WHAT THE EXERCISE ASKS
Which lines in the entries below contain the string "woman"? List every such line in full, and treat uppercase and lowercase as different.

MATERIAL PROVIDED
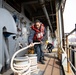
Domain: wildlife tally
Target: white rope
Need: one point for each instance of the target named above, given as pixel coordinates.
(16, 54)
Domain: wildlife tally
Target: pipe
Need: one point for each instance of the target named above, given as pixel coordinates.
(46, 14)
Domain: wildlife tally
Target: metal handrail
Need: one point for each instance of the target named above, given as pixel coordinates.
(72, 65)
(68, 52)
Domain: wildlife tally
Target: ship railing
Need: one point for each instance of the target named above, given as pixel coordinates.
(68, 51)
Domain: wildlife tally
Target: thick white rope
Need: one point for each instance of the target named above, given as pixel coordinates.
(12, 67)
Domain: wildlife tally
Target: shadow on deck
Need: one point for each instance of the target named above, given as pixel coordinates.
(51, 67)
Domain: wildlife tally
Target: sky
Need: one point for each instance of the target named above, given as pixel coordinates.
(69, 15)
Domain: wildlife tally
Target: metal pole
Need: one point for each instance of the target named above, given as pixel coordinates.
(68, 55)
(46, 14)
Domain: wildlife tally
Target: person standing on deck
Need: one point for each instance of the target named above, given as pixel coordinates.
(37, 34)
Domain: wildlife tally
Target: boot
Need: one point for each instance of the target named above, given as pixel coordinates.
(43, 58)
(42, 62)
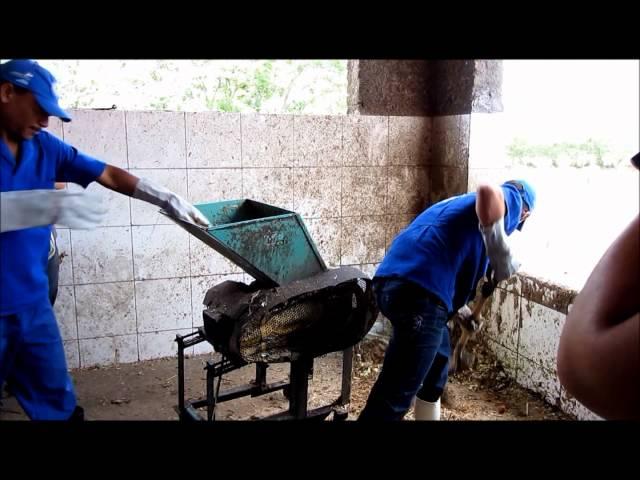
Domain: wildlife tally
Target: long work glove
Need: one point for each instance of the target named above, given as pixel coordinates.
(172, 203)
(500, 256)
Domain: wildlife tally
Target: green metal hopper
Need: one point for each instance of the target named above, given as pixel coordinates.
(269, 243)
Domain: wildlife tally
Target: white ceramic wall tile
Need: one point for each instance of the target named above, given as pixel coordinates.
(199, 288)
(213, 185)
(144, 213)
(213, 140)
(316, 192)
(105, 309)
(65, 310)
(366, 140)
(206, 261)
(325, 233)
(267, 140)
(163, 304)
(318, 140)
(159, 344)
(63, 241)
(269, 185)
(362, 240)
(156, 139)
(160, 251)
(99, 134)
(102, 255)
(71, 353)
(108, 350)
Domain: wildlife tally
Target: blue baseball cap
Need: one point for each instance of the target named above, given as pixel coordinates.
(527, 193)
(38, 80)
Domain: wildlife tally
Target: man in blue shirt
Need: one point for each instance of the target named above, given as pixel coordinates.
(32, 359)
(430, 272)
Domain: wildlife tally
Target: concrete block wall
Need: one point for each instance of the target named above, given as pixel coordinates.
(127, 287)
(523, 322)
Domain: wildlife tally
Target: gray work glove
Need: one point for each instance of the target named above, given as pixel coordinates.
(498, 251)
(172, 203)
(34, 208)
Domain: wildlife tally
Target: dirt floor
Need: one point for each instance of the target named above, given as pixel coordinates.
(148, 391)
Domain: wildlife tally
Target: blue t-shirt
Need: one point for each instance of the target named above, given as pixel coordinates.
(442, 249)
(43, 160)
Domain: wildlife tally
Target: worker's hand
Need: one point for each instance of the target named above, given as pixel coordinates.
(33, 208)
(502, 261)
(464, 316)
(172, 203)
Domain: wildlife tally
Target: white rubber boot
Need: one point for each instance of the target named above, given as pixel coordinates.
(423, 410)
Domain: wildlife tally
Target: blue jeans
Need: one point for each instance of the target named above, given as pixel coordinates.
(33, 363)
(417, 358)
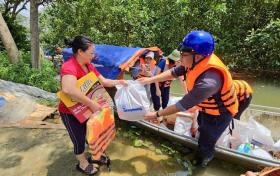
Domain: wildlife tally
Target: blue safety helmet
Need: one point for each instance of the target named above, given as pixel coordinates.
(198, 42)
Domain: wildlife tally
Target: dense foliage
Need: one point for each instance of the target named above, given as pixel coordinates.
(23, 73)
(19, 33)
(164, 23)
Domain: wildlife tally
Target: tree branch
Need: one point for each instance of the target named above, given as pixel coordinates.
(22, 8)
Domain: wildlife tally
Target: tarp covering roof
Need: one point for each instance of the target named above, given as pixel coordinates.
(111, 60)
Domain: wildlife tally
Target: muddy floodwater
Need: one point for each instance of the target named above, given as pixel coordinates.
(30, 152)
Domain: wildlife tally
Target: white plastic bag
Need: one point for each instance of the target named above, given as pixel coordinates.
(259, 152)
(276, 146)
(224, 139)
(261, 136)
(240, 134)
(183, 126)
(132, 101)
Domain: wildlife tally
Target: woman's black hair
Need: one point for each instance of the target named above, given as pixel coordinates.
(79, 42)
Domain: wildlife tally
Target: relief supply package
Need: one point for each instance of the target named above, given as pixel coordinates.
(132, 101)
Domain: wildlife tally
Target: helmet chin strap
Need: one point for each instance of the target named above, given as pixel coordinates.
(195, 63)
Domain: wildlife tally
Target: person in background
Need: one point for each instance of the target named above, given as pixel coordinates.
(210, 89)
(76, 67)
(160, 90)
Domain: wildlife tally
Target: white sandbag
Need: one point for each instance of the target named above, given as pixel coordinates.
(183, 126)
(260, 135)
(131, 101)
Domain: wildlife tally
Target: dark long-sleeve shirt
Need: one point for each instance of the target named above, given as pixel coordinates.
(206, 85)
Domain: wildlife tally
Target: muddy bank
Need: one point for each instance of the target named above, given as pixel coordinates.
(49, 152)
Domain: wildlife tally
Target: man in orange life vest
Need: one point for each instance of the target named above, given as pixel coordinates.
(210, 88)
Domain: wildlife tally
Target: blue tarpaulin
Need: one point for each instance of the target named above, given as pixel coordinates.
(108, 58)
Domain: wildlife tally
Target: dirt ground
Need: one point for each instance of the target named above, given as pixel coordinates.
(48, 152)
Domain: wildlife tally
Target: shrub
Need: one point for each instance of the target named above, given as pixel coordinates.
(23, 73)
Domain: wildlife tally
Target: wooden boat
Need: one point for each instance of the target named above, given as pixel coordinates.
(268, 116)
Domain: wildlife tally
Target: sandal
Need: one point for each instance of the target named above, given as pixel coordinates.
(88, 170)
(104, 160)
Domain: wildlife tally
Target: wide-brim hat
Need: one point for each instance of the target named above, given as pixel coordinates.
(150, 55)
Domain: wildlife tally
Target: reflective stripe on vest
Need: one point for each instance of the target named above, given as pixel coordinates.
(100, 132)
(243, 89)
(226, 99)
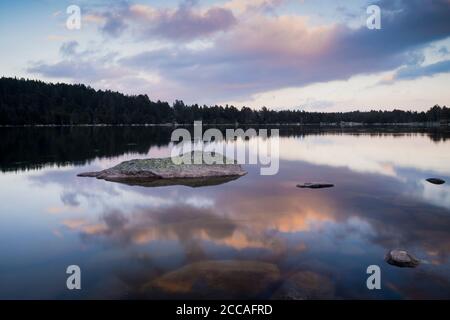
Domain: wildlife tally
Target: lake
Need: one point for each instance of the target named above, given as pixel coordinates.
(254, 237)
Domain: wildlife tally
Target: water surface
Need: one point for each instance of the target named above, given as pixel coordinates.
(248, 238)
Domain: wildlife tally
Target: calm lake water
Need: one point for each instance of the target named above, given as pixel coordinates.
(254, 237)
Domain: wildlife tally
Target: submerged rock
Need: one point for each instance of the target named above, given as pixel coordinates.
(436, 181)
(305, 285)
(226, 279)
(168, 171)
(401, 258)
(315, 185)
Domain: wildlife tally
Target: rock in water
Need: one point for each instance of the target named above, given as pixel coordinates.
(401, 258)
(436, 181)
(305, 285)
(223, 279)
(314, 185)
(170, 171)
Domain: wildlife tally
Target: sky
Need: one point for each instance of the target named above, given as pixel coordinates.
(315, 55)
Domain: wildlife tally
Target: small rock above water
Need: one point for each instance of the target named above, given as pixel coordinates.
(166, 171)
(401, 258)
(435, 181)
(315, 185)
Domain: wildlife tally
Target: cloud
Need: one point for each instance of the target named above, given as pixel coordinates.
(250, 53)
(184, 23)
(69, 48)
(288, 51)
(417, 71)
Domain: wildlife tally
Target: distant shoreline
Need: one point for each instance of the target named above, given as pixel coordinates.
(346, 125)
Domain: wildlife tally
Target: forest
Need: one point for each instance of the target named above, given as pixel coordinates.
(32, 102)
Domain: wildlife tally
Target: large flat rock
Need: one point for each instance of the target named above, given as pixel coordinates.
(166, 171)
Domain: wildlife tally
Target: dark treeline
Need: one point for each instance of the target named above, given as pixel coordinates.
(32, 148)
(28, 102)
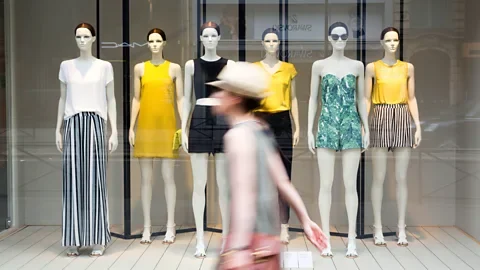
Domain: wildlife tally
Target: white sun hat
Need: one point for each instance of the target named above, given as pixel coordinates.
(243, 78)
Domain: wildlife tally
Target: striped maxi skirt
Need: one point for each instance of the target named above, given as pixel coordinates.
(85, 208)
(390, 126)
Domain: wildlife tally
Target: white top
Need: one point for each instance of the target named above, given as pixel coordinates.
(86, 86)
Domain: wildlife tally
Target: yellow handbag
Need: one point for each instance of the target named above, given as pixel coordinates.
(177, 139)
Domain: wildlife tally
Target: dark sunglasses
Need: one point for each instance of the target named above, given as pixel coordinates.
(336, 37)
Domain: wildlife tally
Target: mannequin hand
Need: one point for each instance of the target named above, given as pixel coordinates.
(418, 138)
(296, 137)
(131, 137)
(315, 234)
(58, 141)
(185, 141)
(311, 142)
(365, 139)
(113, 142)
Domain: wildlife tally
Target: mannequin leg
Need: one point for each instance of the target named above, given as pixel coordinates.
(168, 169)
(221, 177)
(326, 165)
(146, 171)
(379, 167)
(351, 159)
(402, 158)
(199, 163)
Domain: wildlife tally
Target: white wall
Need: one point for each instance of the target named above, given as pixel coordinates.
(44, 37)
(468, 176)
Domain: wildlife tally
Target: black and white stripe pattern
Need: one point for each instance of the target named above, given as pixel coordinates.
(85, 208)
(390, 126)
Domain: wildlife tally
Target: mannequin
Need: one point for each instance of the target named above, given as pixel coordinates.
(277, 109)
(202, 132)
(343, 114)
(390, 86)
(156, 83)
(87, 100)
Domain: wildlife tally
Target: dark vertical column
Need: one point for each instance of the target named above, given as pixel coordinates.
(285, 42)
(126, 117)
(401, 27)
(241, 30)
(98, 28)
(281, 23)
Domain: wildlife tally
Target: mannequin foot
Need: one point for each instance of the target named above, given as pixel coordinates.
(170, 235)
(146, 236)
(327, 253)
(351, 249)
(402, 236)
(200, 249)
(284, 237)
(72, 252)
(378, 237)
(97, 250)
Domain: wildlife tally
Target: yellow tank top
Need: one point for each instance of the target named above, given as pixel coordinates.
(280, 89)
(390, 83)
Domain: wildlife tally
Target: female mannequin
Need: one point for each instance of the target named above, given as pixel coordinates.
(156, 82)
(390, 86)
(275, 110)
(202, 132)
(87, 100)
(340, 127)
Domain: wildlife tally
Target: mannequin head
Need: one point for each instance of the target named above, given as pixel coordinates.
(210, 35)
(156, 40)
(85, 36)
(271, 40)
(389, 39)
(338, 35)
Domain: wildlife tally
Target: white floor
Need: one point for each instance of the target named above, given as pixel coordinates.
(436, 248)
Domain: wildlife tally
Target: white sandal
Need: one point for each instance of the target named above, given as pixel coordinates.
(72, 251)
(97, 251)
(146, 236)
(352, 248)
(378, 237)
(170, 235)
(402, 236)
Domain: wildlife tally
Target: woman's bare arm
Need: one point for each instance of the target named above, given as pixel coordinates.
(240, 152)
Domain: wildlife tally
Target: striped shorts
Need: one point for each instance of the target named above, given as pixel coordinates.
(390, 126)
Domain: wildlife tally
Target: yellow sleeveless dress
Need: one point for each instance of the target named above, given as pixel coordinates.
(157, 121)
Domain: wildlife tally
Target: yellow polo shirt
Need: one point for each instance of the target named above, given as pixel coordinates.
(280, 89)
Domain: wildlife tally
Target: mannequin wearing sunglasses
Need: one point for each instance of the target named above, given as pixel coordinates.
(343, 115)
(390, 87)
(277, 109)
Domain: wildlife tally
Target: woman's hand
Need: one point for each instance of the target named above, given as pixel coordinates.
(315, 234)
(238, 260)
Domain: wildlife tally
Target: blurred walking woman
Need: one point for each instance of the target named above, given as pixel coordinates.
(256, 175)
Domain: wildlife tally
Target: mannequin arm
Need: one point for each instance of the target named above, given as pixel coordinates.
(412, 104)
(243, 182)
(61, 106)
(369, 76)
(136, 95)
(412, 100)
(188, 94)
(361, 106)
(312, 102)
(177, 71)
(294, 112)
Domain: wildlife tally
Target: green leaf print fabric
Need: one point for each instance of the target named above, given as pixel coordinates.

ANSWER TO THIS PROBLEM
Target: woman's black hair
Target: woman's bare arm
Target: woman's hand
Target: blurred walking woman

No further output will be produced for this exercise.